— Listed records —
· · · · · · ·

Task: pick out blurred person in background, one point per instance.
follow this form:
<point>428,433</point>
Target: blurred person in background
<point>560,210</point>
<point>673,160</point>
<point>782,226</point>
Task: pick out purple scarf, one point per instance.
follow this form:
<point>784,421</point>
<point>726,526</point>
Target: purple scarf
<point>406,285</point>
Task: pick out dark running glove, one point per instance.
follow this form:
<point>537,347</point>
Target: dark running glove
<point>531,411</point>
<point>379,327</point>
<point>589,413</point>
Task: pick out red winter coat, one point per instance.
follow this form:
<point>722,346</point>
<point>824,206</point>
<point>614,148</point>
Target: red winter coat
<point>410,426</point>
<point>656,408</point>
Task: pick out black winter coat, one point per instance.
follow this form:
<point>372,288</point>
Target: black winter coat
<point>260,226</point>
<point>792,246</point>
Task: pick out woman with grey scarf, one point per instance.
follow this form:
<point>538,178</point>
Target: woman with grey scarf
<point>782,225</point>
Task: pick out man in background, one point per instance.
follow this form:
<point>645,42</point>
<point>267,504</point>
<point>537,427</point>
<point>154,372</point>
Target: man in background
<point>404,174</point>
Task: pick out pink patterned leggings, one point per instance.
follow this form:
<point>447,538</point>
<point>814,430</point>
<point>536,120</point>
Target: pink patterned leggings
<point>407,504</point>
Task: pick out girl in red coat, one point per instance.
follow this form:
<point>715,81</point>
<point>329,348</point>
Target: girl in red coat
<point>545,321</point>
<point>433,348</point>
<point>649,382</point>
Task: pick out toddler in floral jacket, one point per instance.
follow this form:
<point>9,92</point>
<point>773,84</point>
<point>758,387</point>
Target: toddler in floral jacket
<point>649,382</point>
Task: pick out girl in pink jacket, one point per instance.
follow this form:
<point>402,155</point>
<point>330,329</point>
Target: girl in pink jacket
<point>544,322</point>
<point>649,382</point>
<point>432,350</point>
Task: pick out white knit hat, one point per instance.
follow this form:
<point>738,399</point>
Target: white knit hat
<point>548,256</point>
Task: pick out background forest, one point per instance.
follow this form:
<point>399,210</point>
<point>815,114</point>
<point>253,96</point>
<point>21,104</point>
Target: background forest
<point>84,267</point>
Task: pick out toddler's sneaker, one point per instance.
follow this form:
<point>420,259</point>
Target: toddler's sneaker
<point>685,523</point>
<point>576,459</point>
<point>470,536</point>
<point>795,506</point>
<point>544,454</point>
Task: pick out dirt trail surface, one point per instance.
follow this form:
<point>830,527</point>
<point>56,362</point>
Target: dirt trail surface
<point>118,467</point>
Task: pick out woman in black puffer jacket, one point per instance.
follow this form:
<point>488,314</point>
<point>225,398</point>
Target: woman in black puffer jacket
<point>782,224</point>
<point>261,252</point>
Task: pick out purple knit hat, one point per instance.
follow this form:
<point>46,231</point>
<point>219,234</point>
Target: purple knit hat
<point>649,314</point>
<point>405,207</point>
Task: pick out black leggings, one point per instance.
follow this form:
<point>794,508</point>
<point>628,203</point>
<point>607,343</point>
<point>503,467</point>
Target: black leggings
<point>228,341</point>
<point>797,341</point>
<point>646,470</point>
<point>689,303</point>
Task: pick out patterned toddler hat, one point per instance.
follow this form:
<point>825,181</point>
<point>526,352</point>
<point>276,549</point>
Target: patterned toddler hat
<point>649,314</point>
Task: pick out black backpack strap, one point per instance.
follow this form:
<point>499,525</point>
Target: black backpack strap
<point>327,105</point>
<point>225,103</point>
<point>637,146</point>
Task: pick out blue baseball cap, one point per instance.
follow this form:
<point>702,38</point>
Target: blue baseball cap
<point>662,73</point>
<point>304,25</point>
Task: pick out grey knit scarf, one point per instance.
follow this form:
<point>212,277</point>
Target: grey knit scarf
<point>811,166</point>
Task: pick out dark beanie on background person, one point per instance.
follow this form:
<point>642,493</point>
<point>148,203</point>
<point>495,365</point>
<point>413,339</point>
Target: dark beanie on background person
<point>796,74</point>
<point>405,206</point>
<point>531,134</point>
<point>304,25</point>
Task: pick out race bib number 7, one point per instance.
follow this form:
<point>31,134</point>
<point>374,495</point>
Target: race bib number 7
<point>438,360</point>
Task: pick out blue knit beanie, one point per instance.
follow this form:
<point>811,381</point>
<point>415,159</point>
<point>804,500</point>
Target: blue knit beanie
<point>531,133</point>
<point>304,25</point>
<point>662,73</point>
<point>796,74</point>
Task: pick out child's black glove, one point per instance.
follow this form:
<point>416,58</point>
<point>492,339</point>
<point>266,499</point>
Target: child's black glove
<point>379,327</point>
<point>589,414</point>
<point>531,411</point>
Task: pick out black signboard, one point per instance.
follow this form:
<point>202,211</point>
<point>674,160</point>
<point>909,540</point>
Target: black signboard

· · · · · · ·

— Problem —
Copy out the material above in full so that every line matches the original.

— Task result —
Task: pick out blurred person in background, one point per instance.
follow this form:
<point>428,433</point>
Target: blurred person in background
<point>560,210</point>
<point>673,160</point>
<point>782,226</point>
Task: pick out purple scarf, one point per instance.
follow this form:
<point>784,421</point>
<point>726,526</point>
Target: purple scarf
<point>406,285</point>
Task: pick out dark running glove, one point per instance.
follow this form:
<point>537,347</point>
Target: dark running glove
<point>531,411</point>
<point>379,327</point>
<point>589,413</point>
Task: pick out red winter coat, one point per instance.
follow this form:
<point>722,346</point>
<point>824,206</point>
<point>614,148</point>
Target: red winter coat
<point>410,426</point>
<point>656,408</point>
Task: pick out black winter coat, one point per instance.
follow this form:
<point>372,288</point>
Target: black winter coat
<point>260,226</point>
<point>792,246</point>
Task: pick out woman with grey scarf, one point per instance.
follow this form:
<point>538,178</point>
Target: woman with grey scarf
<point>782,225</point>
Task: pick out man in background, one point per instance.
follow this form:
<point>645,42</point>
<point>267,504</point>
<point>537,427</point>
<point>154,372</point>
Target: man in background
<point>404,174</point>
Task: pick out pink patterned leggings, one point per instance.
follow this form:
<point>447,538</point>
<point>814,430</point>
<point>536,120</point>
Target: pink patterned leggings
<point>407,504</point>
Task: pick out girl in red coat, one point per instance.
follow this form:
<point>715,81</point>
<point>329,348</point>
Target: girl in red coat
<point>545,321</point>
<point>433,348</point>
<point>649,382</point>
Task: pick out toddler in floral jacket, one point per instance.
follow this form:
<point>9,92</point>
<point>773,84</point>
<point>758,387</point>
Target: toddler in floral jacket
<point>649,382</point>
Task: pick out girl in pink jacket, one point per instance.
follow this form:
<point>402,155</point>
<point>330,329</point>
Target: girl in pink jacket
<point>544,322</point>
<point>649,382</point>
<point>432,350</point>
Task: pick out white knit hat, one point per instance.
follow this form:
<point>738,399</point>
Target: white knit hat
<point>548,256</point>
Task: pick out background forest, one point per instance.
follow this form:
<point>399,210</point>
<point>815,114</point>
<point>253,96</point>
<point>21,104</point>
Target: background forest
<point>84,267</point>
Task: pick out toddler's sneaker, one point per instance.
follow this form:
<point>420,259</point>
Target: toddler's sneaker
<point>685,523</point>
<point>576,459</point>
<point>470,536</point>
<point>795,506</point>
<point>544,454</point>
Task: pick out dirt trail surface, one point per instance.
follow this form:
<point>830,527</point>
<point>56,362</point>
Target: dirt trail surface
<point>118,467</point>
Task: pick out woman in black puffer jacket, one point per instance.
follow this form:
<point>488,314</point>
<point>225,398</point>
Target: woman in black puffer jacket
<point>782,224</point>
<point>261,252</point>
Task: pick out purple knit hat, one point per instance.
follow this form:
<point>46,231</point>
<point>219,234</point>
Target: purple knit hat
<point>649,314</point>
<point>405,207</point>
Task: pick out black leggings, one point per instance.
follow this form:
<point>794,508</point>
<point>628,203</point>
<point>607,343</point>
<point>503,467</point>
Target: black leggings
<point>228,341</point>
<point>797,341</point>
<point>646,470</point>
<point>689,303</point>
Task: pick out patterned toddler hat, one point per instance.
follow this form:
<point>825,181</point>
<point>526,352</point>
<point>276,549</point>
Target: patterned toddler hat
<point>649,314</point>
Task: pick out black backpack strap, one point per instance.
follow this form:
<point>499,525</point>
Target: black backpack strap
<point>327,105</point>
<point>225,103</point>
<point>637,146</point>
Task: pick out blue baseball cap, one point per instance.
follow this form:
<point>702,38</point>
Target: blue baseball cap
<point>662,73</point>
<point>304,25</point>
Task: pick out grey knit scarf, one point per instance.
follow this form:
<point>212,277</point>
Target: grey knit scarf
<point>811,166</point>
Task: pick out dark beanie on background person, one point per instance.
follow this form:
<point>642,493</point>
<point>148,203</point>
<point>495,365</point>
<point>413,339</point>
Target: dark beanie on background person
<point>796,74</point>
<point>405,206</point>
<point>531,134</point>
<point>304,25</point>
Task: pick out race bib number 7, one point per instance.
follow this form:
<point>31,134</point>
<point>374,495</point>
Target: race bib number 7
<point>438,360</point>
Task: pick out blue knit beanie, one point per instance.
follow this form:
<point>811,381</point>
<point>415,159</point>
<point>804,500</point>
Target: blue knit beanie
<point>531,133</point>
<point>304,25</point>
<point>662,73</point>
<point>796,74</point>
Task: pick out child's black glove, one point per instance.
follow this form:
<point>416,58</point>
<point>492,339</point>
<point>266,499</point>
Target: child's black glove
<point>379,327</point>
<point>589,414</point>
<point>531,411</point>
Task: pick out black signboard, one point per instance.
follow this form:
<point>202,211</point>
<point>674,160</point>
<point>909,540</point>
Target: black signboard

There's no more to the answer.